* DIRECTIONS:
Reproduce the material in full, exactly as written.

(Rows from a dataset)
★ ★ ★ ★

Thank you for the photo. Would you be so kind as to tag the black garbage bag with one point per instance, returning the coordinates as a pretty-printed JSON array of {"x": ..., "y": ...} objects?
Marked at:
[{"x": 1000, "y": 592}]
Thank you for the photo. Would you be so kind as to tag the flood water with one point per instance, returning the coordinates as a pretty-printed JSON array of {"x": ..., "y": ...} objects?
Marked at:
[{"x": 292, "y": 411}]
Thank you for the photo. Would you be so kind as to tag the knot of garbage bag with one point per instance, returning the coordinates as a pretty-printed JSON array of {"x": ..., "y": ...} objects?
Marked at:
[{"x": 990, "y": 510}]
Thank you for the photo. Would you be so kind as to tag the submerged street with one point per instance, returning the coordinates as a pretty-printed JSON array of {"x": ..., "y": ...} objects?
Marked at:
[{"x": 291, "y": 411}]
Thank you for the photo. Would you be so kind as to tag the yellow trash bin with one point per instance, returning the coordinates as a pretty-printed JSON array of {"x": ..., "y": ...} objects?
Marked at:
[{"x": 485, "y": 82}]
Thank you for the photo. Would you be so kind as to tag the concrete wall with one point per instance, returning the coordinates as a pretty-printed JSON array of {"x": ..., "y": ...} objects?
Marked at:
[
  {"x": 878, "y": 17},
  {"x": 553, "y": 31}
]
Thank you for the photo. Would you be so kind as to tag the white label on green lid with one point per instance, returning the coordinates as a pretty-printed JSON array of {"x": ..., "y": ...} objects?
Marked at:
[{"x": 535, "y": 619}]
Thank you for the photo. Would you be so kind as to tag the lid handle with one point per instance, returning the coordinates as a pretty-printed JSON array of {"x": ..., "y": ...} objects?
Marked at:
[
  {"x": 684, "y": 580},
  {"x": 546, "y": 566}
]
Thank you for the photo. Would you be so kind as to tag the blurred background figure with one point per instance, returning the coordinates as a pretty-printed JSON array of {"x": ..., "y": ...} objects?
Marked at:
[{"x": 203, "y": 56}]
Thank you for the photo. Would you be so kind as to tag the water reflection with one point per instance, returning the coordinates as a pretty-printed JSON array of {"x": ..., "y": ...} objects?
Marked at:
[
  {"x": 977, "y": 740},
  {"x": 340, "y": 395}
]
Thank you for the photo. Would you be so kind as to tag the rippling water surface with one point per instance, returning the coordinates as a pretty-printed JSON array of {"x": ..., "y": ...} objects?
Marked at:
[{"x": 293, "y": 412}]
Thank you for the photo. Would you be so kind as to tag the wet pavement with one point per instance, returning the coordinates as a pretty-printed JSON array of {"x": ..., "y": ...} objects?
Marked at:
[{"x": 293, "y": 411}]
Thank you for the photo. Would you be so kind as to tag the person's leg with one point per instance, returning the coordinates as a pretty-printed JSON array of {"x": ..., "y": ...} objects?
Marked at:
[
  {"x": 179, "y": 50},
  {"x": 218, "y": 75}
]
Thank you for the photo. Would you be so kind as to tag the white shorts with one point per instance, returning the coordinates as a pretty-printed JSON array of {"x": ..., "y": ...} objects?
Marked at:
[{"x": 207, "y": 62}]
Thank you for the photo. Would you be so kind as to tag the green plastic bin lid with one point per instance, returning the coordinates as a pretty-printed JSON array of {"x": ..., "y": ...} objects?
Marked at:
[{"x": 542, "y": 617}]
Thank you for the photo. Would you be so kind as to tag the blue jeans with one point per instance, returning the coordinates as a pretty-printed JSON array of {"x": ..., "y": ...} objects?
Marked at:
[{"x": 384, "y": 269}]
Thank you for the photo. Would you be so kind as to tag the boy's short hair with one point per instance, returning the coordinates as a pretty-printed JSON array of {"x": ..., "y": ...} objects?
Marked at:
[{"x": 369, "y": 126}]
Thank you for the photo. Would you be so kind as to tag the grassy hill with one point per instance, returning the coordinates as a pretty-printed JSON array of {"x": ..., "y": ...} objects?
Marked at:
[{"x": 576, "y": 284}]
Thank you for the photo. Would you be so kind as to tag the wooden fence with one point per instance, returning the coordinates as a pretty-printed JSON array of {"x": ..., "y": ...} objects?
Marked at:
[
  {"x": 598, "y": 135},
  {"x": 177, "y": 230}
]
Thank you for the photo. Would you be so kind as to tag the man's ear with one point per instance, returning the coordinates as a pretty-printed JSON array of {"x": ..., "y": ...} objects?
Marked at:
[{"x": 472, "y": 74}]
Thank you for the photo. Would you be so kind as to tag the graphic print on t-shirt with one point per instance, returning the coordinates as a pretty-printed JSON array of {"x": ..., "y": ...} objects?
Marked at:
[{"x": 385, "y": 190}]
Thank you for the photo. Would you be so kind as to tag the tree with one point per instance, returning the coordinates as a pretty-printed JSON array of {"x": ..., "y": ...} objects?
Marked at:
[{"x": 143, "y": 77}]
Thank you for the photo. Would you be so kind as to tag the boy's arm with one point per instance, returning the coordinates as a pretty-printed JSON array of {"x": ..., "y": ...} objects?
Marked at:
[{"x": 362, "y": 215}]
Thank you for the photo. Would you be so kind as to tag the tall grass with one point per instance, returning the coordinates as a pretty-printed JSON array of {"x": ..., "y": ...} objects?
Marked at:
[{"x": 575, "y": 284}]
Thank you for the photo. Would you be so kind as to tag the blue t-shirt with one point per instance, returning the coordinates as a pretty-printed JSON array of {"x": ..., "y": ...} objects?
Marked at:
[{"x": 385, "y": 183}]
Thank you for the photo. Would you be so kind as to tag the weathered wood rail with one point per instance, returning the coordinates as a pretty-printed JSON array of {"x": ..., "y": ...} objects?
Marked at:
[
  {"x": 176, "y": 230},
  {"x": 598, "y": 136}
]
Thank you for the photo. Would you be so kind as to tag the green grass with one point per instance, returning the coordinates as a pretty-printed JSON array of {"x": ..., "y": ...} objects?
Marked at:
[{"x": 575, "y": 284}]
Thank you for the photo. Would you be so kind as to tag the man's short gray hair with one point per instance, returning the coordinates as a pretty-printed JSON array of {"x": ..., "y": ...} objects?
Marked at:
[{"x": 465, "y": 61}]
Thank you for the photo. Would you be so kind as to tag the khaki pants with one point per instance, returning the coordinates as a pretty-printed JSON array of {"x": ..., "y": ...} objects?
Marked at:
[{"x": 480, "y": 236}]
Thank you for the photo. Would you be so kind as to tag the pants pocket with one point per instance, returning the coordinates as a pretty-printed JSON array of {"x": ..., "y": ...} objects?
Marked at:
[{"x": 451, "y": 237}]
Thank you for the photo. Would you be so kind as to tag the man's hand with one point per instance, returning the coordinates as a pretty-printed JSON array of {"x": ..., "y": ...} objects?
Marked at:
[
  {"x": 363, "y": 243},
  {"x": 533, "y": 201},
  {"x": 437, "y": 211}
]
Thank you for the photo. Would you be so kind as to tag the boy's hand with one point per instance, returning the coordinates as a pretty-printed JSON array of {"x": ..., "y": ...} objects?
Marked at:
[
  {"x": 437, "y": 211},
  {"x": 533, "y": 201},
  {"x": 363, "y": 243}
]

★ ★ ★ ★

* CORRECT RESPONSE:
Thank you for the photo. Would you be so kind as to tag the black garbage bag with one point per instance, returning the coordinates as a pretty-printed JSON array of {"x": ..., "y": ...} objects?
Marked at:
[{"x": 1000, "y": 592}]
Thank you for the photo. Would you be so kind as to tag the flood water with one point per instance, returning the coordinates as a pretty-printed JSON array of {"x": ..., "y": ...} objects?
Marked at:
[{"x": 292, "y": 411}]
Thank you for the photo. Would you be so kind as to tag the knot of garbage bag with one point per instance, returning the coordinates as a pretty-printed JSON array of {"x": ..., "y": ...} objects?
Marked at:
[{"x": 990, "y": 510}]
Thank you for the photo. Would you be so kind as to tag the submerged street with one point per instance, returning the coordinates as a pretty-printed JSON array of {"x": ..., "y": ...} objects?
Marked at:
[{"x": 291, "y": 411}]
Thank you for the photo. Would you be so kind as to tag the yellow trash bin with one point per instance, returning the coordinates as a pretty-printed JSON array of {"x": ..., "y": ...} objects?
Marked at:
[{"x": 485, "y": 82}]
Thank you for the photo. Would you be so kind as to tag the concrete wall with one point per instance, returning the coordinates as a pretty-printed JSON array of {"x": ..., "y": ...} objects?
Marked at:
[
  {"x": 878, "y": 17},
  {"x": 553, "y": 31}
]
Thank you for the photo. Would you be so kind as to tag the white label on green lid with one point per instance, returning the coordinates as a pretty-printed JSON array of {"x": ..., "y": ...} objects?
Marked at:
[{"x": 535, "y": 619}]
Thank you for the photo. Would you be so kind as to tag the lid handle with one point per instance, returning the coordinates as a pretty-printed JSON array of {"x": ..., "y": ...} objects?
Marked at:
[
  {"x": 684, "y": 580},
  {"x": 546, "y": 566}
]
Thank you for the photo. Would you be so kind as to tag the blurred background figure with one point per instance, returning the coordinates as a pretty-printed JSON array of {"x": ..., "y": ...} objects?
Marked at:
[{"x": 203, "y": 56}]
Thank you for the photo. Would you be so kind as to tag the water reflection with one point per instance, returning the coordinates as a pretty-printed JSON array of {"x": ..., "y": ...} objects?
Marked at:
[
  {"x": 977, "y": 740},
  {"x": 340, "y": 395}
]
Thank you for the photo. Would you be so kind as to tag the rippling water surface with one point per instance, returning the coordinates as a pretty-printed JSON array of {"x": ..., "y": ...} objects?
Marked at:
[{"x": 293, "y": 412}]
Thank you for the photo. Would you be so kind as to tag the wet pavement with one point per instance, returning the coordinates as a pretty-printed JSON array of {"x": ..., "y": ...} objects?
Marked at:
[{"x": 293, "y": 411}]
Thank you for the photo. Would you be so kind as to tag the person's leg with one point per instance, returning the coordinates as a pretty-printed JSON array of {"x": ..., "y": ...} objects?
Marked at:
[
  {"x": 179, "y": 50},
  {"x": 218, "y": 75}
]
Thank you for the photo. Would you be so kind as to tag the white shorts with one point per instance, returning the coordinates as a pretty-printed JSON array of {"x": ..., "y": ...} objects?
Marked at:
[{"x": 207, "y": 62}]
Thank you for the photo. Would you be so kind as to tag the green plastic bin lid with one point per instance, returning the coordinates as a pretty-printed JSON array of {"x": ..., "y": ...} objects?
Marked at:
[{"x": 542, "y": 617}]
Thank you for the photo. Would you be so kind as to tag the blue jeans with one point per instance, returning the coordinates as a pretty-printed JSON array of {"x": ..., "y": ...} objects?
Marked at:
[{"x": 384, "y": 269}]
Thank you for the photo. Would you be so kind as to tag the boy's short hair with one point per instance, returning the coordinates as a pretty-printed JSON array of {"x": ..., "y": ...} objects?
Marked at:
[{"x": 369, "y": 126}]
Thank you for the photo. Would you be so kind as to tag the grassy hill with one point per instance, returning the coordinates as a pretty-printed JSON array of {"x": ..., "y": ...} objects?
Marked at:
[{"x": 576, "y": 284}]
Thank you for the photo. Would you be so kind as to tag the wooden fence with one point per instance, returning the coordinates as a pretty-printed JSON array of {"x": ..., "y": ...} objects?
Marked at:
[
  {"x": 598, "y": 135},
  {"x": 177, "y": 230}
]
Thank you for the photo. Would you be so kind as to tag the man's ear with one point per instance, returning the coordinates as a pretty-printed JSON array of {"x": ..., "y": ...} objects?
Marked at:
[{"x": 472, "y": 74}]
Thank you for the photo. Would you be so kind as to tag the graphic print on t-shirt with one point per instance, returning the coordinates as a pretty-printed JSON array of {"x": ..., "y": ...} objects?
Marked at:
[{"x": 385, "y": 190}]
Thank you for the photo. Would you be so kind as to tag the tree with one point per instance, returning the coordinates as a pretty-printed JSON array of {"x": ..., "y": ...} objects?
Marked at:
[{"x": 143, "y": 77}]
Thank you for the photo. Would you be so kind as to tag the boy's arm with one point per instance, returning the coordinates as a pretty-printed JSON array of {"x": ..., "y": ...} objects?
Marked at:
[{"x": 362, "y": 215}]
Thank you for the photo. Would you be so kind as to tag the tall grass with one point per instance, returning the coordinates as a pretty-printed JSON array of {"x": ..., "y": ...} objects?
Marked at:
[{"x": 575, "y": 284}]
Thank you for the photo. Would you be so kind as to tag the blue t-shirt with one point per instance, returning the coordinates as a pretty-printed JSON array of {"x": ..., "y": ...} objects?
Marked at:
[{"x": 385, "y": 183}]
Thank you for the photo. Would you be so kind as to tag the weathered wood rail with one point per instance, returning the coordinates as a pretty-printed JSON array of {"x": ..., "y": ...} objects?
Marked at:
[
  {"x": 176, "y": 230},
  {"x": 598, "y": 136}
]
Thank you for the photo. Would you be so kind as to tag the green grass with one point per instance, returning the coordinates as a pretty-printed JSON array of {"x": ..., "y": ...} objects?
Marked at:
[{"x": 575, "y": 284}]
Thank you for the photo. Would you be so kind as to tag the man's short gray hair with one point per instance, returning the coordinates as a pretty-printed JSON array of {"x": ..., "y": ...} objects?
Marked at:
[{"x": 465, "y": 61}]
Thank you for the photo. Would you be so kind as to tag the khaki pants with one point per instance, returning the coordinates as a pretty-printed JSON array of {"x": ..., "y": ...} objects?
Marked at:
[{"x": 480, "y": 236}]
Thank you for the photo. Would you be so kind as to tag the pants pocket with one point per instance, returning the coordinates as a pretty-printed JSON array of {"x": ..., "y": ...} objects?
Marked at:
[{"x": 451, "y": 237}]
Thank you for the photo. Would you be so kind as to tag the man's hand with one point per instance, returning the coordinates as a pretty-printed JSON array of {"x": ..., "y": ...} objects?
Marked at:
[
  {"x": 363, "y": 243},
  {"x": 533, "y": 201},
  {"x": 437, "y": 211}
]
Thank you for the photo. Would you be so kind as to tag the boy's hand with one point per instance, returning the coordinates as a pretty-printed JSON array of {"x": ..., "y": ...} objects?
Marked at:
[
  {"x": 437, "y": 211},
  {"x": 533, "y": 201},
  {"x": 363, "y": 243}
]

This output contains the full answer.